Pointing dataset records

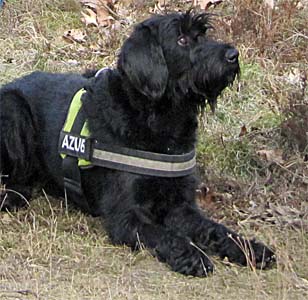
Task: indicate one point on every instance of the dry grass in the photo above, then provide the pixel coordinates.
(49, 252)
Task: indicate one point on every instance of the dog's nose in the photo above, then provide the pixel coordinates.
(232, 55)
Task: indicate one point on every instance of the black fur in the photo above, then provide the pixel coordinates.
(166, 70)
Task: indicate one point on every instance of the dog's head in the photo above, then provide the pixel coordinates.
(171, 55)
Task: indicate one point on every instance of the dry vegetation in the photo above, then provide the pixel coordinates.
(253, 157)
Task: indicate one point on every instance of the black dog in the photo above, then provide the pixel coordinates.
(149, 103)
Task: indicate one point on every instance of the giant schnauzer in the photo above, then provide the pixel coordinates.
(135, 165)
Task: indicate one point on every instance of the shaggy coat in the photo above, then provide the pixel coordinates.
(167, 70)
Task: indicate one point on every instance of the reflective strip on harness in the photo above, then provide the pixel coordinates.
(75, 141)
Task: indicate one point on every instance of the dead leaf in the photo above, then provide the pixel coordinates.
(103, 17)
(205, 4)
(89, 17)
(271, 155)
(244, 131)
(270, 3)
(75, 35)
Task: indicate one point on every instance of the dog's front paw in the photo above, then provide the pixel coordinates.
(186, 258)
(251, 253)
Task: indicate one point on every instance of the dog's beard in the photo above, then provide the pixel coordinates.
(210, 85)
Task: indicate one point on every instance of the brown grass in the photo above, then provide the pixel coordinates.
(50, 252)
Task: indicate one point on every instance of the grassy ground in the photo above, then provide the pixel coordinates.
(252, 156)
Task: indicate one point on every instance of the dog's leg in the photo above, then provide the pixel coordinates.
(17, 155)
(136, 229)
(216, 239)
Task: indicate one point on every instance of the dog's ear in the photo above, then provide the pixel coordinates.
(143, 62)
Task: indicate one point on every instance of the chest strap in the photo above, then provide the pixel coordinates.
(79, 150)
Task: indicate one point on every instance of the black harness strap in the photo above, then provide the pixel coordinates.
(71, 171)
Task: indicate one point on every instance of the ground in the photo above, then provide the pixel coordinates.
(252, 158)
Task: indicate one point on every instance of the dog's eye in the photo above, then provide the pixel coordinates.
(183, 41)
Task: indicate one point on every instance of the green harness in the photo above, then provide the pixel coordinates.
(80, 150)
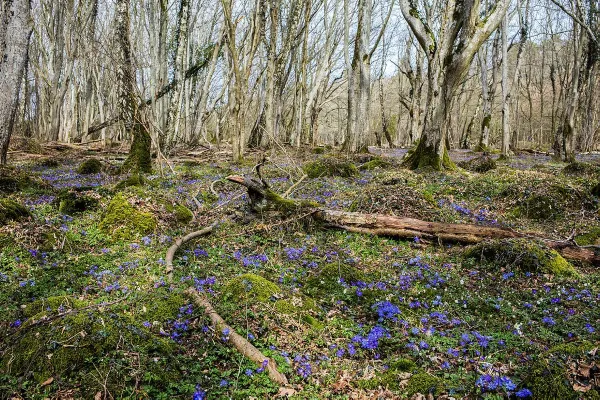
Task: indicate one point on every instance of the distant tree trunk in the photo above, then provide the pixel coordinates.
(175, 100)
(139, 154)
(15, 30)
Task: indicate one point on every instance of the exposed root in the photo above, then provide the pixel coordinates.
(239, 342)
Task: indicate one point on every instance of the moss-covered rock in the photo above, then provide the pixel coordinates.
(591, 237)
(553, 375)
(183, 214)
(12, 211)
(479, 164)
(54, 304)
(330, 166)
(122, 220)
(90, 166)
(328, 280)
(398, 370)
(71, 202)
(60, 347)
(525, 254)
(376, 162)
(424, 383)
(250, 287)
(132, 180)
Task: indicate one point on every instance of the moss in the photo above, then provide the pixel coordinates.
(591, 237)
(131, 180)
(122, 220)
(183, 214)
(525, 254)
(479, 164)
(423, 156)
(160, 307)
(327, 281)
(250, 287)
(90, 166)
(71, 202)
(392, 377)
(12, 211)
(61, 347)
(51, 304)
(424, 383)
(330, 166)
(375, 163)
(549, 377)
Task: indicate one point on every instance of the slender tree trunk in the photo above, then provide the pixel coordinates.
(175, 100)
(15, 30)
(139, 154)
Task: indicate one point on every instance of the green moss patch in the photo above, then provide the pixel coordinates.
(479, 164)
(90, 166)
(376, 162)
(524, 254)
(12, 211)
(60, 347)
(122, 220)
(330, 166)
(328, 280)
(132, 180)
(553, 375)
(250, 287)
(71, 202)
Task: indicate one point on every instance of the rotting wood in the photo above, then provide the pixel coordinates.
(409, 228)
(239, 342)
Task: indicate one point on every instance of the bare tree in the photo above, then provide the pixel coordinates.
(462, 31)
(15, 31)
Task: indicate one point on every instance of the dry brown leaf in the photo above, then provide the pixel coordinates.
(581, 388)
(47, 382)
(285, 392)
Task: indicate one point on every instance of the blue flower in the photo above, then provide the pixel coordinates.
(524, 393)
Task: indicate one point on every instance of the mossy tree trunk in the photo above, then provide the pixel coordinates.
(462, 31)
(139, 155)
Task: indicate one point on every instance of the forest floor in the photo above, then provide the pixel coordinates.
(87, 310)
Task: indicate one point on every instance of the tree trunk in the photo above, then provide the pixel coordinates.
(175, 100)
(139, 154)
(15, 30)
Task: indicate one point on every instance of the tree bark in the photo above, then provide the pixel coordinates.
(15, 30)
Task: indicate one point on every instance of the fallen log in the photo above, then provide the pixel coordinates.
(239, 342)
(409, 228)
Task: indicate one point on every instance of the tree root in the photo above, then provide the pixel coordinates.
(239, 342)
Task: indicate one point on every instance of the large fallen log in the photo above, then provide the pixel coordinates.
(262, 197)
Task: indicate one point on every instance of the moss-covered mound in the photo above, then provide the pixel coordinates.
(11, 211)
(555, 373)
(60, 346)
(122, 220)
(525, 254)
(330, 277)
(71, 202)
(550, 202)
(330, 166)
(250, 287)
(581, 168)
(397, 375)
(376, 162)
(132, 180)
(90, 166)
(479, 164)
(424, 383)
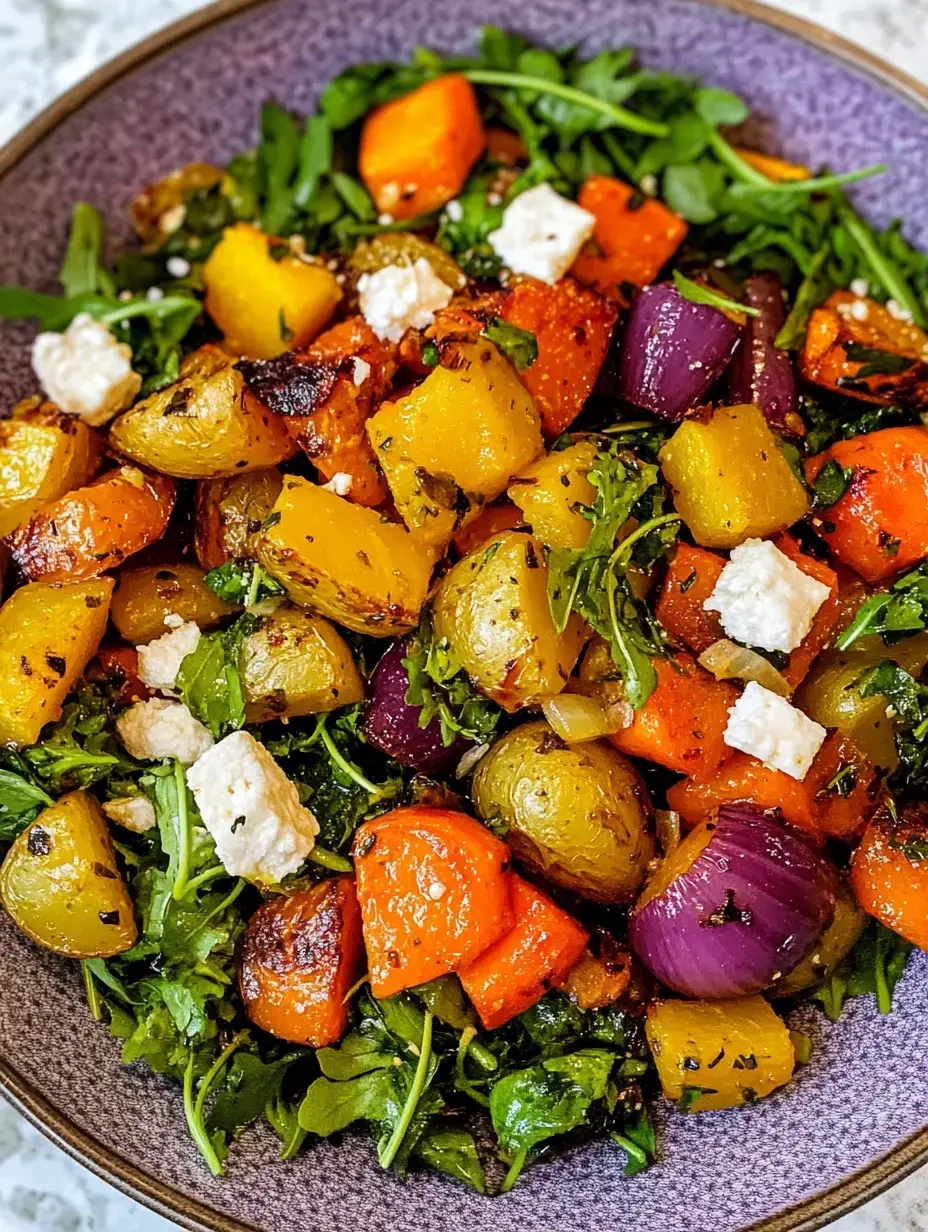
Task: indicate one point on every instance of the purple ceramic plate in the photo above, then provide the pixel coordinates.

Exercise description: Write out all the entries exactly, except for the pictures.

Expected answer:
Task: indicate one point on every instance of the dry grass in the photo above, then provide the pixel coordinates.
(49, 252)
Task: indicate one point on every instance of the dog's nose in the photo above, then provide the pixel coordinates.
(232, 55)
Task: indicate one point on every instance of the black fur in the photo above, then provide the pixel coordinates.
(166, 70)
Task: indicate one point on every instance of the dog's head in the photo above, then provide the pixel coordinates.
(171, 55)
Task: indicate one point on every instance of the dry vegetation in the photo above, then provide the pixel coordinates.
(253, 157)
Task: indicate one point on every instance of the black dog in the photo above, then provide the pixel coordinates.
(149, 103)
Task: indicate one point on every instance of the giant schnauzer in the photo above, then provide the pixel coordinates.
(135, 165)
Task: indicate one point on every instance of the shaggy coat in the photo above, then provide the pixel coordinates.
(167, 70)
Task: indicate one point on every instance of the reflective strip on harness in the photo above, then provide the pixel coordinates.
(75, 141)
Task: indicate one point on every instance of the dead leaf in the photo above, then provide the pixel coordinates.
(103, 17)
(205, 4)
(89, 17)
(271, 155)
(244, 131)
(270, 3)
(75, 35)
Task: indicate one point on every instance of the dog's front paw in the photo above, then provide the pixel coordinates.
(186, 258)
(251, 253)
Task: indicate one point on every instance of the dog's beard in the photo above, then provide the pixel coordinates.
(210, 85)
Task: indicate one point on every instance of the brown grass in the photo above, then provide the pixel coordinates.
(50, 252)
Task: indicate one point on every instance of the grassy ground in the photo above, then provide the pixel coordinates.
(252, 156)
Task: indicate one point on every instance of the dog's leg in the photo above, then provide the pixel coordinates.
(17, 155)
(136, 229)
(216, 239)
Task: indicate one point on every instance of the dog's ear in the photo above, then provide the pixel coordinates.
(143, 62)
Task: indicate one point on every instance of the chest strap in the photo above, then provide the pixel coordinates.
(79, 150)
Task: indicate one point on every instance of the black harness strap in the photo above, then provide the pixel coordinates.
(71, 171)
Task: indicate one point on every instance of the ground in the photo above, then provide the pixel coordinates.
(252, 158)
Task: indicate one point on every instance of the dog's eye in the photo above, then provide the pixel coordinates.
(183, 41)
Task: indicate one point on every instance of the green harness in the photo above, then provide the pixel coordinates.
(80, 150)
Task: indicate one point on every instance of the distant tree trunk in the photo above, then provide the pixel coordinates.
(175, 100)
(139, 154)
(15, 30)
Task: indicate one point on every instance of the exposed root in the photo above, then provide the pixel coordinates.
(239, 342)
Task: indicate one point on every instance of the moss-covered rock in the photo above, then provide the pixel coordinates.
(591, 237)
(553, 375)
(183, 214)
(12, 211)
(479, 164)
(54, 304)
(330, 166)
(122, 220)
(90, 166)
(328, 280)
(398, 370)
(71, 202)
(60, 347)
(525, 254)
(376, 162)
(424, 383)
(250, 287)
(132, 180)
Task: indicate one point on every instance of the moss in the photo above, then provide the pixel coordinates.
(591, 237)
(131, 180)
(122, 220)
(183, 214)
(525, 254)
(479, 164)
(423, 156)
(160, 307)
(327, 281)
(250, 287)
(90, 166)
(71, 202)
(392, 377)
(12, 211)
(61, 347)
(51, 304)
(424, 383)
(330, 166)
(375, 163)
(549, 377)
Task: indicate one point on every instance of the slender tree trunk in the photo above, then provide the pixel coordinates.
(175, 100)
(15, 30)
(139, 154)
Task: indicate one point on every instance of the green moss patch in the photo above, then provide the pixel coordinates.
(479, 164)
(90, 166)
(376, 162)
(524, 254)
(12, 211)
(60, 347)
(122, 220)
(330, 166)
(328, 280)
(132, 180)
(553, 375)
(250, 287)
(71, 202)
Task: indicate one point on every instance of the rotting wood in the photo above, then provide the pixel coordinates.
(409, 228)
(239, 342)
Task: indicate one point on every instance of the bare tree in the photo above, then provide the pixel coordinates.
(462, 31)
(15, 31)
Task: indicate one point on every instance of the dry brown leaf in the photo above, then provide the pixel coordinates.
(581, 388)
(47, 382)
(285, 392)
Task: indicate one point on every instance of the blue flower in the photo above, then provide the pixel coordinates.
(524, 393)
Task: indicate one point on every instance of the mossy tree trunk in the photo above, then provide the pixel coordinates.
(462, 31)
(139, 155)
Task: indicate one point on every instance of the forest floor in the photo above, then provide the pixel coordinates.
(87, 310)
Task: indicate one point on every instance of the tree trunk in the photo above, then provide the pixel coordinates.
(175, 100)
(139, 154)
(15, 30)
Task: indicate one point on every instance of the tree bark in the photo above, then provide the pixel coordinates.
(15, 30)
Task: indicate one point on every instance of the fallen log in the photo above, then provide the pixel coordinates.
(239, 342)
(409, 228)
Task: indicate one point on every instance of the tree root in the photo above, then provide the pixel coordinates.
(239, 342)
Task: indicate one point on every instance of the large fallen log in the photo above, then provide the pixel coordinates.
(262, 197)
Task: indicate one point on every instance of the moss-covered mound in the photo above, then provide the pixel coordinates.
(11, 211)
(555, 373)
(60, 346)
(122, 220)
(525, 254)
(330, 277)
(71, 202)
(550, 202)
(330, 166)
(250, 287)
(581, 168)
(397, 375)
(376, 162)
(132, 180)
(90, 166)
(479, 164)
(424, 383)
Task: indicate one point on every instance of the purple ceramic plate in the photo above, then provide the pixel coordinates.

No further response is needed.